» **INFORMATION SHOWN**:

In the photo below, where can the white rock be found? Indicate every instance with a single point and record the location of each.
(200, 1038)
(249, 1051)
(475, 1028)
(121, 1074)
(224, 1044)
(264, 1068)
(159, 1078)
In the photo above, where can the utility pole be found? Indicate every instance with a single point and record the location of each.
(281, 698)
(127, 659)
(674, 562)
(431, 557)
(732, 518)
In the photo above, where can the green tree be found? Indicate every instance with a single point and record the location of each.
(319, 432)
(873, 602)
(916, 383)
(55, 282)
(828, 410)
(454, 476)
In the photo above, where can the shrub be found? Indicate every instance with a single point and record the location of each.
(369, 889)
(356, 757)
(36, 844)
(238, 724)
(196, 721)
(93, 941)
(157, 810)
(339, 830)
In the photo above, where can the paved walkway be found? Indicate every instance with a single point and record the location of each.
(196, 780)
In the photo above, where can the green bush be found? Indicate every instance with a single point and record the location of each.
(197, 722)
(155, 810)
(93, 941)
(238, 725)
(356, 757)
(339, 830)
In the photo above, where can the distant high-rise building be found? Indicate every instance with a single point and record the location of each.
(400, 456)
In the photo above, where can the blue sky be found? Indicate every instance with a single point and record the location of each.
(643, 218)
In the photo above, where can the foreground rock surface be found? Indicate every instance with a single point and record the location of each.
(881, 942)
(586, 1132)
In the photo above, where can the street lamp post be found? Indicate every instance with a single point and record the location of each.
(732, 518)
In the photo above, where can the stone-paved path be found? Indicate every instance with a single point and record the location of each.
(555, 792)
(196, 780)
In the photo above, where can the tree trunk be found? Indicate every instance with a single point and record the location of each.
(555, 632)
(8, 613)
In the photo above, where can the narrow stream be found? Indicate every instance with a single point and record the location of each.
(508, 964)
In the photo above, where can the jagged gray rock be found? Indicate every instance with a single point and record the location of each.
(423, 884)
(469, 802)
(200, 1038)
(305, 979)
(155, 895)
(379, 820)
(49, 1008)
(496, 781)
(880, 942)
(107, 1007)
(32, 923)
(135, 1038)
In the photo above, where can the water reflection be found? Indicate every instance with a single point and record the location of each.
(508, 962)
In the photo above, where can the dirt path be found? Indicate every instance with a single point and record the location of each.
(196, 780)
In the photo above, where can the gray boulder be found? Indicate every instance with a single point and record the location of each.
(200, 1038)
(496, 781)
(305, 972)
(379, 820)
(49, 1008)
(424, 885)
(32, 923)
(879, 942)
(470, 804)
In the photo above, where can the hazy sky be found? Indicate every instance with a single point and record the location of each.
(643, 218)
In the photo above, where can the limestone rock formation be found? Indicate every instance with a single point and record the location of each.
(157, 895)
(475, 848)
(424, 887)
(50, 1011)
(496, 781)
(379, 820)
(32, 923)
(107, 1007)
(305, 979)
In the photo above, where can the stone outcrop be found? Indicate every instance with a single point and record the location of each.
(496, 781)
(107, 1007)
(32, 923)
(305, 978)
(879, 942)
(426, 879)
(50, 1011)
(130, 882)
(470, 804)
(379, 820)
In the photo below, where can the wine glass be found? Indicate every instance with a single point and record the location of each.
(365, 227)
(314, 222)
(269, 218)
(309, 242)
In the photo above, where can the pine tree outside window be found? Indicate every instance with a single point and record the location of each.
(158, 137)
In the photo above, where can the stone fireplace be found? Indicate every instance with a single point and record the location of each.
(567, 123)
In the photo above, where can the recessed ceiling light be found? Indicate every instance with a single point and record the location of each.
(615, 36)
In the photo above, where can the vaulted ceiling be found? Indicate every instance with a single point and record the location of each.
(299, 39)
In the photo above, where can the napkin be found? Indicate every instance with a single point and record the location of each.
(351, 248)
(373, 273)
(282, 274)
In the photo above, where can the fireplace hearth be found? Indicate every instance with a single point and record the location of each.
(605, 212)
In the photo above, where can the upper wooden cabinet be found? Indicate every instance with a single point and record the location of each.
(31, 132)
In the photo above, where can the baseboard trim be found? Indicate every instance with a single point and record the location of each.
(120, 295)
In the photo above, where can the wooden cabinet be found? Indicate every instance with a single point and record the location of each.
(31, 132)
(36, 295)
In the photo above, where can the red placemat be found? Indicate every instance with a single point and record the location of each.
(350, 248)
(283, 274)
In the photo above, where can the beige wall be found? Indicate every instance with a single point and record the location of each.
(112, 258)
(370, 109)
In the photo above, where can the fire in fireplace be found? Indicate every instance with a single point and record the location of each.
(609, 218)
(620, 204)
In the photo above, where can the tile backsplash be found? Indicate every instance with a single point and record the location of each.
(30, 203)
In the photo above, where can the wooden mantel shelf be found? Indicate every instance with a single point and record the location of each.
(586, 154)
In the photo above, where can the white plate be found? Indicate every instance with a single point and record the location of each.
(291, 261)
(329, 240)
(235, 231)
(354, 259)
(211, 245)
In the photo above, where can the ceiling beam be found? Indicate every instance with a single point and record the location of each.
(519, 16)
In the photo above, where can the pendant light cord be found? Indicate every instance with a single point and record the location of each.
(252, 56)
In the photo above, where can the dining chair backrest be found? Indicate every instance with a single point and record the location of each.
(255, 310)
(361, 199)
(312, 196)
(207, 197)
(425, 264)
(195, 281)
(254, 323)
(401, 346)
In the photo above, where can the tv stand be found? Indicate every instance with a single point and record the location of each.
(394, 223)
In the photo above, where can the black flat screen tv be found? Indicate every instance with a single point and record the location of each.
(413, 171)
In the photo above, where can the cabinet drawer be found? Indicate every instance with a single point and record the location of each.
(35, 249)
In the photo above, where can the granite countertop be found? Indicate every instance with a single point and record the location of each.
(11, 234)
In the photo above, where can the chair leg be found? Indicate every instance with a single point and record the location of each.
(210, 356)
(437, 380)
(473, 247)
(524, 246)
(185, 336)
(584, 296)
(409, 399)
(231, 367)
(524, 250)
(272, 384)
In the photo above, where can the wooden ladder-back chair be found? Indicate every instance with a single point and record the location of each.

» **PROBLEM DETAILS**:
Make an exact copy of all the entries above.

» **RESULT**:
In the photo below, where can the white rock be found? Indicate every instance with a single point and record the location of each.
(200, 1038)
(249, 1051)
(475, 1028)
(121, 1074)
(224, 1044)
(264, 1068)
(159, 1078)
In the photo above, where can the utility pole be found? Indicate every instance with a single point and record the location of each.
(281, 698)
(127, 659)
(674, 562)
(431, 557)
(732, 518)
In the photo above, where can the green tree be found? Indicate every instance with a single point and record the location of each.
(319, 432)
(873, 602)
(916, 383)
(55, 282)
(828, 410)
(454, 476)
In the photo above, where can the shrub be found? Indicate every instance with a single point and record the location of each.
(369, 889)
(356, 757)
(36, 844)
(238, 724)
(196, 721)
(93, 941)
(157, 810)
(339, 830)
In the photo above, where can the paved walkway be found? Indicate every instance with a single point and record the location of each.
(196, 780)
In the photo above, where can the green bush be found? Indicate every instance with a single point and record the location of each.
(197, 722)
(155, 810)
(93, 941)
(238, 725)
(356, 757)
(339, 830)
In the photo above, where can the distant high-rise building be found? Indicate every instance with a single point and record the location of each.
(400, 456)
In the photo above, where can the blue sky be found? Indicate every instance with a single point and record the location of each.
(643, 218)
In the photo above, where can the foreground rock surface be found? Indicate every instance with a single point and record the location of each.
(881, 942)
(586, 1132)
In the photo above, where can the street lamp post be found? Indicate every instance with a single point and record the location of each.
(732, 518)
In the photo above, where can the stone-paved path be found? Indicate every instance with a single point and record the location of each.
(555, 792)
(196, 780)
In the photo above, where can the tree trunk be found? Indicate every instance with a single point and record the location of each.
(555, 632)
(8, 613)
In the photo above, where can the narrow stream be found? Indicate every instance with a single point and record the location of each.
(508, 964)
In the photo above, where can the jagged gray rock be found? Indicate every instance with a single point and record the location of each.
(423, 884)
(469, 802)
(200, 1038)
(305, 979)
(155, 895)
(379, 820)
(49, 1008)
(496, 781)
(880, 942)
(107, 1007)
(32, 923)
(135, 1038)
In the photo above, where can the water reflection be found? Indicate every instance with a single point and record the location of each.
(508, 962)
In the photo above, where can the dirt path be found? Indicate every instance with a single point and record the location of each.
(196, 780)
In the photo above, where can the gray boulder be found? Indicate every instance with a single point and record the location of each.
(200, 1038)
(496, 781)
(305, 972)
(379, 820)
(49, 1008)
(424, 885)
(32, 923)
(879, 942)
(470, 804)
In the photo above, where can the hazy sky be found? Indicate every instance with a single point and record the location of each.
(643, 218)
In the photo above, where can the limestone rock formation be found? Indicate every instance with a single point and record the location of each.
(157, 895)
(475, 848)
(424, 887)
(50, 1011)
(496, 781)
(379, 820)
(32, 923)
(107, 1007)
(305, 979)
In the photo above, where can the stone outcrop be found? Indicate every instance with a single point and record the location of each.
(496, 781)
(107, 1007)
(32, 923)
(305, 978)
(879, 942)
(426, 879)
(50, 1011)
(130, 882)
(470, 804)
(379, 820)
In the photo below, where can the wine glass be found? Indicate every instance with a single point and record the location of each.
(365, 227)
(314, 222)
(269, 218)
(309, 242)
In the photo above, where can the pine tree outside window be found? Indicate every instance with a single point and record the location of each.
(158, 137)
In the photo above, where can the stone fireplace be found? Indicate every instance with a single point and record the location of each.
(567, 123)
In the photo above, where can the recessed ceiling light be found? Indicate every instance with a single point and record the location of each.
(615, 36)
In the photo above, where can the vaulted ceiling be found? Indicate every instance with a single point and record the location of each.
(299, 39)
In the photo above, where can the napkin be found? Indicate every instance with a single point and record the location of each.
(351, 248)
(373, 273)
(282, 274)
In the photo above, where can the fireplace hearth be found? Indicate every instance with a single point and record the location of each.
(605, 212)
In the photo above, where can the upper wooden cabinet be found? Indicate every instance with a single point and record the location of each.
(31, 132)
In the photo above, where can the baseboard trim be found? Indicate every instance with a single point and record the location of each.
(120, 295)
In the photo above, where can the wooden cabinet be found? Indicate every instance with a single point and record the location of each.
(31, 132)
(36, 295)
In the photo above, where can the red placemat be found? Indicate every instance with a single point and record the location of each.
(350, 248)
(283, 274)
In the photo above, where can the beige wall be found? Indicate every instance with a single point and record the location of each.
(112, 258)
(370, 109)
In the photo above, where can the fire in fireplace be found? Indicate every instance with a single point and record the location of each.
(609, 218)
(620, 204)
In the photo above, where can the tile backsplash be found? Indicate every instance with a single point and record the location of each.
(30, 203)
In the photo above, where can the wooden mantel shelf be found? Indicate every instance with a single point and record the location of each.
(586, 154)
In the photo above, where can the white plate be found? Indicate every instance with a single point and record the location of each.
(291, 261)
(329, 240)
(235, 231)
(354, 259)
(211, 245)
In the photo above, where can the ceiling beam be found? Indicate every instance with a single point and record the location of each.
(519, 16)
In the photo above, where can the pendant light cord be found? Indicate every instance with a single point and record the location of each.
(252, 56)
In the photo above, where can the dining chair backrest be found? Indicate every instance with a single point and record the location of each.
(255, 310)
(361, 199)
(312, 196)
(207, 197)
(425, 264)
(195, 281)
(254, 323)
(401, 346)
In the photo above, where can the tv stand be found? Indicate every instance with a single point and record the location of each.
(394, 223)
In the photo above, where can the black flat screen tv be found? Indicate every instance with a single point and record the location of each.
(413, 171)
In the photo above, where can the cabinet drawer be found? Indicate every instance with a single point and record the location of each.
(35, 249)
In the photo above, where can the granite countertop be found? Indicate every instance with a single point and record the location of each.
(11, 234)
In the photo above, where can the chair leg be found? Indicate every instance with a single point and record the location of each.
(210, 356)
(437, 380)
(473, 247)
(524, 246)
(185, 336)
(584, 296)
(409, 399)
(231, 367)
(524, 250)
(272, 384)
In the photo above, where can the wooden ladder-back chair be found? Indicate every instance with a single point and record the location of each.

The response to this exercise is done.